Problem statement |
Could you condense the paragraph that begins "After the M-E command has been received" in the G.I. Joe loader protocol below into a short list that keeps its main facts?

[BEGIN Page extract]

G.I. Joe Loader Protocol
========================

Documented by Ingo Korb

Said to be the most-ripped IRQ loader, although only three programs using
it have been located yet:
- G.I. Joe
- Crown (cracked by Sharks)
- Cucumber Juice II by Hitmen (switch to IRQ loader mode manually)

Each of these uploads the drive code with M-W statements of different
length, but all of them send the commands in increasing memory address
order. A CRC-based detection scheme may need to compare the CRC after
every byte instead of every command to trigger reliably.

The protocol used in this loader is completely synchronous, triggered
by both edges of the CLK line; ATN is unused but may change anyway
in some implementations of the C64 side.

High Level
==========

After the M-E command has been received, set both DATA and CLK high
and disable ATN acknowledge. The original drive code uses a slightly
weird loop to wait until the bus is completely idle at this point,
simply waiting 10 milliseconds and then looping until both DATA and
CLK are high seems to be sufficient.

Main loop
---------
1) Set CLK low
2) Wait until DATA is low
3) Set CLK high
4) Read a byte, discard it
5) Read two bytes
6) Set CLK low
7) Try to open a file whose name starts with the two bytes received in step 5
8) If not successful, send error and restart main loop
9) Send file contents
10) Send 0xac 0xff
11) (Close file if neccessary)

[END Page extract]
[BEGIN Entries provided]

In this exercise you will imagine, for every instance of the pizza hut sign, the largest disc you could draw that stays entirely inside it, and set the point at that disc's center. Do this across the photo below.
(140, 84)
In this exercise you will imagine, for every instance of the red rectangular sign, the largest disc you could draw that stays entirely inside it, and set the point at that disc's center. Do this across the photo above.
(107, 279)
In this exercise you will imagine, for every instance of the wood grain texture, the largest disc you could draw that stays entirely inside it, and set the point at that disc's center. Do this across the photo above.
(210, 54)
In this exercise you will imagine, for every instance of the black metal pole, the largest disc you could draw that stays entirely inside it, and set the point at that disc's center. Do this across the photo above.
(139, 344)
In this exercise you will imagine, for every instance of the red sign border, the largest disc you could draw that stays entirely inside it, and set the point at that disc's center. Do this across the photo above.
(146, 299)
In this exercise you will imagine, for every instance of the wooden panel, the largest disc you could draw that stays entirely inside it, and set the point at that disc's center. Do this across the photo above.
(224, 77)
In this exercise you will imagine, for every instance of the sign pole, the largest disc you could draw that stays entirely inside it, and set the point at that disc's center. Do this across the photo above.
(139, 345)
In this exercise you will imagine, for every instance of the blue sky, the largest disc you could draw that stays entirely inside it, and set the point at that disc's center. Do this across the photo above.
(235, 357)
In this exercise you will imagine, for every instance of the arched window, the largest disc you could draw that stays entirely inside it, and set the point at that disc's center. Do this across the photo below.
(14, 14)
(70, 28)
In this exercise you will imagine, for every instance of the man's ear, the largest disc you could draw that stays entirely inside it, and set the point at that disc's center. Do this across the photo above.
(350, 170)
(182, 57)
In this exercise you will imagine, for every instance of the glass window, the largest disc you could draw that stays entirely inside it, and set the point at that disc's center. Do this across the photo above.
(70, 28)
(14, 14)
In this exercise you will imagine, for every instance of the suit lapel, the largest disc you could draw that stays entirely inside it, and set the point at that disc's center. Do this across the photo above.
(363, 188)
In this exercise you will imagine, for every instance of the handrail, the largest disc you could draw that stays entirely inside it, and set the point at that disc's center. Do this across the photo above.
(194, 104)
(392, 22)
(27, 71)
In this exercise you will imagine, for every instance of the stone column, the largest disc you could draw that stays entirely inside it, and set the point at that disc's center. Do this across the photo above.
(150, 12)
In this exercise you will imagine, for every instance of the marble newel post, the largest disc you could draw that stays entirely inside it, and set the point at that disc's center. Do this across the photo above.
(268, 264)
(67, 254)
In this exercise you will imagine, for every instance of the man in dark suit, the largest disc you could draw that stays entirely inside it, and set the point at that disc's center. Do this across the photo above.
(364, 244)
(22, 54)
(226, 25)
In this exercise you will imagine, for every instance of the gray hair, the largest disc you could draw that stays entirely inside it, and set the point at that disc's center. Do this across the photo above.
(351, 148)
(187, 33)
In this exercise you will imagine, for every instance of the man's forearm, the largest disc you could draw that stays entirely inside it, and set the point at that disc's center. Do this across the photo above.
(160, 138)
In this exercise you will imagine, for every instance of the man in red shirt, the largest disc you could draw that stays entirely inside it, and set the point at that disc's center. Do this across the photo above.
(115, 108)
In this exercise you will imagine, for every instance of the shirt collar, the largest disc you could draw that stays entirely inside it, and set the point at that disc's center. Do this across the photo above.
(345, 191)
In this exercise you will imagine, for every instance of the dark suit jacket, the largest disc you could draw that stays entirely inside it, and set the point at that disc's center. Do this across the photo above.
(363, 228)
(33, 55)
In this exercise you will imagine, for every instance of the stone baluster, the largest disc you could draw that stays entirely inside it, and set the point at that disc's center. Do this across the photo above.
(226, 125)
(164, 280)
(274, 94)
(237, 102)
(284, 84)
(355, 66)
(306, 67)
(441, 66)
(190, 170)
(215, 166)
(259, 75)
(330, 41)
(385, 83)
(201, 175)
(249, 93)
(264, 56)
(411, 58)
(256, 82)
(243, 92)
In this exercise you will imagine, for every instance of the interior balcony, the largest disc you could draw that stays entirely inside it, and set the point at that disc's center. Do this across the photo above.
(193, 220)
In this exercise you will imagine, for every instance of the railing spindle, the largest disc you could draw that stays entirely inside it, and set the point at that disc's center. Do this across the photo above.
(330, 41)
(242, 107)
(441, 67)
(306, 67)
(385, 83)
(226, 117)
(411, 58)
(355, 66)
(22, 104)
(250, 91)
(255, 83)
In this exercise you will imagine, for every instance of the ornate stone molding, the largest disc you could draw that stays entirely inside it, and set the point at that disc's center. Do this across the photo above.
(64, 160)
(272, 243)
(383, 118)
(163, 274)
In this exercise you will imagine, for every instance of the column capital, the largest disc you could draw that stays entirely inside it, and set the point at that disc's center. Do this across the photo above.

[END Entries provided]

Answer to this problem |
- Once the M-E command is received, set DATA and CLK high and disable ATN acknowledge.
- The original drive code then uses a slightly odd loop to wait until the bus is fully idle.
- Waiting 10 milliseconds and then looping until both DATA and CLK are high seems to be enough.